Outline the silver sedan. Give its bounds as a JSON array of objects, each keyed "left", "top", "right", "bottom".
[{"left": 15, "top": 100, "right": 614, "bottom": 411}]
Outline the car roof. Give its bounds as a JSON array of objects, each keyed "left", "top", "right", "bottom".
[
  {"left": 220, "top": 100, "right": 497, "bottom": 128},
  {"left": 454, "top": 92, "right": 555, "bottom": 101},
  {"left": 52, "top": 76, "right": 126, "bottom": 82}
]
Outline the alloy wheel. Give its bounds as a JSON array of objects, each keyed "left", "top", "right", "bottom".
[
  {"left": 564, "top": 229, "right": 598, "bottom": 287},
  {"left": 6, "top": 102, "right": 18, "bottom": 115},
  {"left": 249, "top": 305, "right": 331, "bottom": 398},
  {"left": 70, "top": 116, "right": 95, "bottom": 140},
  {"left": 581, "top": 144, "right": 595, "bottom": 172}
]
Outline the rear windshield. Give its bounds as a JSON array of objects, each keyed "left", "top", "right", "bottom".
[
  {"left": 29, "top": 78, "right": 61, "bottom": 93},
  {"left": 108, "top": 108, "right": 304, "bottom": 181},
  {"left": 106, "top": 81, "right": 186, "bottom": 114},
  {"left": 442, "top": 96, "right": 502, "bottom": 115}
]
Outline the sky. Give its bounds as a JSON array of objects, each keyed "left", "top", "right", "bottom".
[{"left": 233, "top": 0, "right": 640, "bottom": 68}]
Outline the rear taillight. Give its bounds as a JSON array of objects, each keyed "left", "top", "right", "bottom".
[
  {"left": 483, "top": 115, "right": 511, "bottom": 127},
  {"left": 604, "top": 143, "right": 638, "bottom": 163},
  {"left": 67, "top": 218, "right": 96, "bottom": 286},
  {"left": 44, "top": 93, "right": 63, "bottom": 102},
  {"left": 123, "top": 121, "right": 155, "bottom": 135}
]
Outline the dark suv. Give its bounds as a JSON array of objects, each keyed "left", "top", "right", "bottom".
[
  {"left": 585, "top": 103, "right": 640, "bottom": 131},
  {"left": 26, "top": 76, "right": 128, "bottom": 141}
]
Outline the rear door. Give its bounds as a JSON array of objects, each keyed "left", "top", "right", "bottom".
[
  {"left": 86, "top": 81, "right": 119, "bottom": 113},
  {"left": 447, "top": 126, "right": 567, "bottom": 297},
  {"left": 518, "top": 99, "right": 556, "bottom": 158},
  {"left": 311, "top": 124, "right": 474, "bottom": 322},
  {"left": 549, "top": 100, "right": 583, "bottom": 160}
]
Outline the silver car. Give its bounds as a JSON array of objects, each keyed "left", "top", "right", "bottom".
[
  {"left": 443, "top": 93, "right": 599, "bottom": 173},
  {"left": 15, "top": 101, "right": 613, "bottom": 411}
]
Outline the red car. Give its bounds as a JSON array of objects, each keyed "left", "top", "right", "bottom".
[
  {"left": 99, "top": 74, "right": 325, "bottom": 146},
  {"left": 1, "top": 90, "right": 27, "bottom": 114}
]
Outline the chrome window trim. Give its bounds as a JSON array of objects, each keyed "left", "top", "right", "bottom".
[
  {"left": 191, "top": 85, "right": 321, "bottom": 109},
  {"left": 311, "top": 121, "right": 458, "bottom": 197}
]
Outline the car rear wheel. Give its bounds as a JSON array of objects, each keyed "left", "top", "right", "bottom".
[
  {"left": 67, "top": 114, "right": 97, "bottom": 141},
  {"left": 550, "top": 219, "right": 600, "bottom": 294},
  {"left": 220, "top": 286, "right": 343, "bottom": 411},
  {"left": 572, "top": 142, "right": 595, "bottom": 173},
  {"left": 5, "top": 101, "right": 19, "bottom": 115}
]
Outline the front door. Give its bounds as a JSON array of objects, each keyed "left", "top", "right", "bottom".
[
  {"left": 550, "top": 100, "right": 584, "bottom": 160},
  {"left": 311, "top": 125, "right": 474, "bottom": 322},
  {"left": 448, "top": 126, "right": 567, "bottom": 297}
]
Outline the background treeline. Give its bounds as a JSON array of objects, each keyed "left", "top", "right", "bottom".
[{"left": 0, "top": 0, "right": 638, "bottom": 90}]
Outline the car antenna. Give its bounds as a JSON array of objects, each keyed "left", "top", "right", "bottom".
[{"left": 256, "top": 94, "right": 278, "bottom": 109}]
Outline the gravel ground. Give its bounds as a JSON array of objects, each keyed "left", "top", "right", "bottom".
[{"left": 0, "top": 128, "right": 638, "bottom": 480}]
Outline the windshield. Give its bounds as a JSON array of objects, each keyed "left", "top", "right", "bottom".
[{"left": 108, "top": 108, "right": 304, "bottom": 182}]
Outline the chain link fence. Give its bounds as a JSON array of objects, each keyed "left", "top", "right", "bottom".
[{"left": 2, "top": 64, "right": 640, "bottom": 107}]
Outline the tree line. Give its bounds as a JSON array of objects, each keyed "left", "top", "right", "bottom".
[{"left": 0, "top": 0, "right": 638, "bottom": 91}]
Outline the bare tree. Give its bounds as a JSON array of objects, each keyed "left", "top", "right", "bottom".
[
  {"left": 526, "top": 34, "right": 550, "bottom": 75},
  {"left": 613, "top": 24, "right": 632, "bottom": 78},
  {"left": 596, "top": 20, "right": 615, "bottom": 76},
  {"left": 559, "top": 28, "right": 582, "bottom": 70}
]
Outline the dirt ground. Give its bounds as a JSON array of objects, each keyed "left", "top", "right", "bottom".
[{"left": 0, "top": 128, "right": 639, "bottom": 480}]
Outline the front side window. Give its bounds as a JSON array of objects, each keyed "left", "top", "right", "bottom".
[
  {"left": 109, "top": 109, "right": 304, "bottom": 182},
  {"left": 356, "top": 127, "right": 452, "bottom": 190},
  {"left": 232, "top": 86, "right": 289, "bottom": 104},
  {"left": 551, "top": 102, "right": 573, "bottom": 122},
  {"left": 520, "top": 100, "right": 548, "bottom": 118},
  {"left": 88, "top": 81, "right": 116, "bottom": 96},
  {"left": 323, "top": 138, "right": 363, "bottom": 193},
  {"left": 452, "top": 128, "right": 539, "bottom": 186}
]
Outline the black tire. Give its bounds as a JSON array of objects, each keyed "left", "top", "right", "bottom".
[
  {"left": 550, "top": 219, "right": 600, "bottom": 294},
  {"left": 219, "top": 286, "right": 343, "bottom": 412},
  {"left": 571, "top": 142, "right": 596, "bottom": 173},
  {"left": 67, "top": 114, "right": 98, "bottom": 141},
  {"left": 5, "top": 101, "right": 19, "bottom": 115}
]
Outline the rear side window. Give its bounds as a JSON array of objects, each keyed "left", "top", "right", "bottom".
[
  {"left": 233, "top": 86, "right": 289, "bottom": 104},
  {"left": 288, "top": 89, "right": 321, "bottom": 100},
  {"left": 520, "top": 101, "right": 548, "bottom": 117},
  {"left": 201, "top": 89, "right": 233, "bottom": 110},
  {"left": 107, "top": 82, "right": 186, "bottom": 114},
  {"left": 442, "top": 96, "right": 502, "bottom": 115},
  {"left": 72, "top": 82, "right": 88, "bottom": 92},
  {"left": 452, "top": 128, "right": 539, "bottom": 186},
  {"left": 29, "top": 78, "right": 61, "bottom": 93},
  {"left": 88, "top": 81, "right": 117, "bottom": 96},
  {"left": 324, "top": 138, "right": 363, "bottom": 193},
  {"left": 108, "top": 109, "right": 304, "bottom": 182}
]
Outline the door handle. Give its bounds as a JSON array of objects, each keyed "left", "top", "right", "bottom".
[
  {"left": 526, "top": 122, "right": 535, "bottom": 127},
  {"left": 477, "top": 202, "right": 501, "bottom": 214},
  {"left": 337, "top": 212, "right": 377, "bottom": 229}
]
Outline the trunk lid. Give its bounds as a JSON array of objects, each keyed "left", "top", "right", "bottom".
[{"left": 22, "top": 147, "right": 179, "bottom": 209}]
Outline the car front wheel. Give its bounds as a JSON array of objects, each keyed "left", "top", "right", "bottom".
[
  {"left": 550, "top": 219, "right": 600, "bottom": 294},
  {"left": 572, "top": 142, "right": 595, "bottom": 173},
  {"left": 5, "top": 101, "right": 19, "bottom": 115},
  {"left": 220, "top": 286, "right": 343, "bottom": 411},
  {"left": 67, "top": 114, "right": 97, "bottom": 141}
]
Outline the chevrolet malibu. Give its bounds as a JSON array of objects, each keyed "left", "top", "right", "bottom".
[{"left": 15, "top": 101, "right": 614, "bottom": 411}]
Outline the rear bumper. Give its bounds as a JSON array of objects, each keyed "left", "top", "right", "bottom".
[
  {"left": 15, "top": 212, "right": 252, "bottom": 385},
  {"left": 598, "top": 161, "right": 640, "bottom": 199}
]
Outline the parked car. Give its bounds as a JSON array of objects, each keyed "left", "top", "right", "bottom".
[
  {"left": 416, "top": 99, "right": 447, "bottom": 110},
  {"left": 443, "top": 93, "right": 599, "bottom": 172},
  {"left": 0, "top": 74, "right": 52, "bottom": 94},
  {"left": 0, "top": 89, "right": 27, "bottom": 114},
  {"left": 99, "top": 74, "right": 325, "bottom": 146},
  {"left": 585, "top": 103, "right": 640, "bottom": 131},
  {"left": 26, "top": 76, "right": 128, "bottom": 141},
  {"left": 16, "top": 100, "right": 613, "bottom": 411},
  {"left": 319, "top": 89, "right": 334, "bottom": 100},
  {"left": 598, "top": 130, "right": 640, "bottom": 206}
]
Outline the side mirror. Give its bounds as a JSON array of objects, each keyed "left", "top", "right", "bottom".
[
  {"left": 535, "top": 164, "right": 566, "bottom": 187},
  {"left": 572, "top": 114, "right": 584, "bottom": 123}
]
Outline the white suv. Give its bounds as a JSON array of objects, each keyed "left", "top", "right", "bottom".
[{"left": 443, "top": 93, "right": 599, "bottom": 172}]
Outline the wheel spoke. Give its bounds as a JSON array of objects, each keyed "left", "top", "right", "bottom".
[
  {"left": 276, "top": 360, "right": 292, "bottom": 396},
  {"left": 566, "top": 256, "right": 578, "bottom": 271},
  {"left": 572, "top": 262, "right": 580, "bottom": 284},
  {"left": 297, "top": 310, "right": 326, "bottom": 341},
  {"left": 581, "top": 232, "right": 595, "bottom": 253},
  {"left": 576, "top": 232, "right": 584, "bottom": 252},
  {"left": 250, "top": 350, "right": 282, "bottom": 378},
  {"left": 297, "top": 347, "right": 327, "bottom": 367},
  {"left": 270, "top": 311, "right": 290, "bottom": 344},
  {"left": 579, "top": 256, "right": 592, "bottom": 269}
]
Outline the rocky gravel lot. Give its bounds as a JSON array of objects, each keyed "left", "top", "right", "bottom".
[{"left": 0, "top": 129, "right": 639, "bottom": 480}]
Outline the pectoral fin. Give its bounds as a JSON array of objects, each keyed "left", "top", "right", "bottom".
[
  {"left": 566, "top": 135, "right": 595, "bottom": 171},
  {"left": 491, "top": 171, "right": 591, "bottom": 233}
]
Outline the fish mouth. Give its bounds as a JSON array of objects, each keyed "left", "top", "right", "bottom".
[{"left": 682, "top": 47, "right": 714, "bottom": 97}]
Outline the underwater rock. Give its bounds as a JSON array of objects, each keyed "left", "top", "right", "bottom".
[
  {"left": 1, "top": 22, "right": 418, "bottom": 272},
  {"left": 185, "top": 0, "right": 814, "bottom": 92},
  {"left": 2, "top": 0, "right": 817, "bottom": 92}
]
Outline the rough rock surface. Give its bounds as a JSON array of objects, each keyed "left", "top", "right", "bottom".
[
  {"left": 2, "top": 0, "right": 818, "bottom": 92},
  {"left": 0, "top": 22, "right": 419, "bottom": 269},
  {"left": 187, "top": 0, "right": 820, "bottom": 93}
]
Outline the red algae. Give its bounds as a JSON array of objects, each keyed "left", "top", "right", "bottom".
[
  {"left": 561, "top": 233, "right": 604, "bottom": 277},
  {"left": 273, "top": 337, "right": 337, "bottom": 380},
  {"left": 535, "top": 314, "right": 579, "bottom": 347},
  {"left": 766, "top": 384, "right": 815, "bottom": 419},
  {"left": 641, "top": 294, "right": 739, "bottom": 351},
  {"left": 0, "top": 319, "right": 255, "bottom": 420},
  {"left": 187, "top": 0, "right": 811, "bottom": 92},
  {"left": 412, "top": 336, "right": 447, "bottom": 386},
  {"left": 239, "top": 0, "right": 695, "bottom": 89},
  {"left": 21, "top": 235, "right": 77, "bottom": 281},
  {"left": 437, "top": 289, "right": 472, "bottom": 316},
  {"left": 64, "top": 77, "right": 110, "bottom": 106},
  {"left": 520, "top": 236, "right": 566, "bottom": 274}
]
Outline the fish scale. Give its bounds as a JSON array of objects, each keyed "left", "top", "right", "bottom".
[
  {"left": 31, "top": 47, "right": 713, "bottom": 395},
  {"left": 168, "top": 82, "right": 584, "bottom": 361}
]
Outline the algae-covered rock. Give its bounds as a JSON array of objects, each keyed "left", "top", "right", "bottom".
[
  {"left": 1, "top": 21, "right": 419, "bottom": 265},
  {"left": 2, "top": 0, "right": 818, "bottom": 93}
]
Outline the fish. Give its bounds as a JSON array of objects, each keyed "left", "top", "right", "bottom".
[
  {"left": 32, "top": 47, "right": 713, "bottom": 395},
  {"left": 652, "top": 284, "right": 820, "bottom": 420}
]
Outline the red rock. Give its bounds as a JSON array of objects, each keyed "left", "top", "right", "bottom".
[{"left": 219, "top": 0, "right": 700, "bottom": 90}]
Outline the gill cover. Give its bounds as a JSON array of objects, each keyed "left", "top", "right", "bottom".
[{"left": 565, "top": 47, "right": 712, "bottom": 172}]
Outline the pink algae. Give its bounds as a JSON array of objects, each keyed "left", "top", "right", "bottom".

▬▬▬▬▬▬▬▬▬▬

◆ Exercise requirements:
Exactly as written, give again every line from the one containing "Outline the fish scale." through the last line of the material above, and no other lines.

◆ Written solution:
Outline the fish scale. Give its bounds as a JSON array of objects, each keyed "left", "top", "right", "bottom".
[
  {"left": 31, "top": 47, "right": 713, "bottom": 395},
  {"left": 168, "top": 82, "right": 584, "bottom": 361}
]
Outline the algae-covered rock. Give its bounds as a JSON array of objects, each keyed "left", "top", "right", "bottom".
[
  {"left": 1, "top": 21, "right": 419, "bottom": 265},
  {"left": 2, "top": 0, "right": 818, "bottom": 93}
]
Outline the fish. Give its bounds as a JSON array of objects, each keyed "left", "top", "right", "bottom".
[
  {"left": 32, "top": 47, "right": 713, "bottom": 395},
  {"left": 652, "top": 284, "right": 820, "bottom": 420}
]
Outline the red rock. Give its bounds as a JSON array of objects, each keyed "left", "top", "right", "bottom".
[{"left": 219, "top": 0, "right": 700, "bottom": 90}]
Outline the gill cover. Give its bounds as a JSON array of objects, each keyed "left", "top", "right", "bottom".
[{"left": 565, "top": 47, "right": 712, "bottom": 172}]
Outline the pink algae. Give its bounds as a JSON array of objects, each keyed "left", "top", "right", "bottom".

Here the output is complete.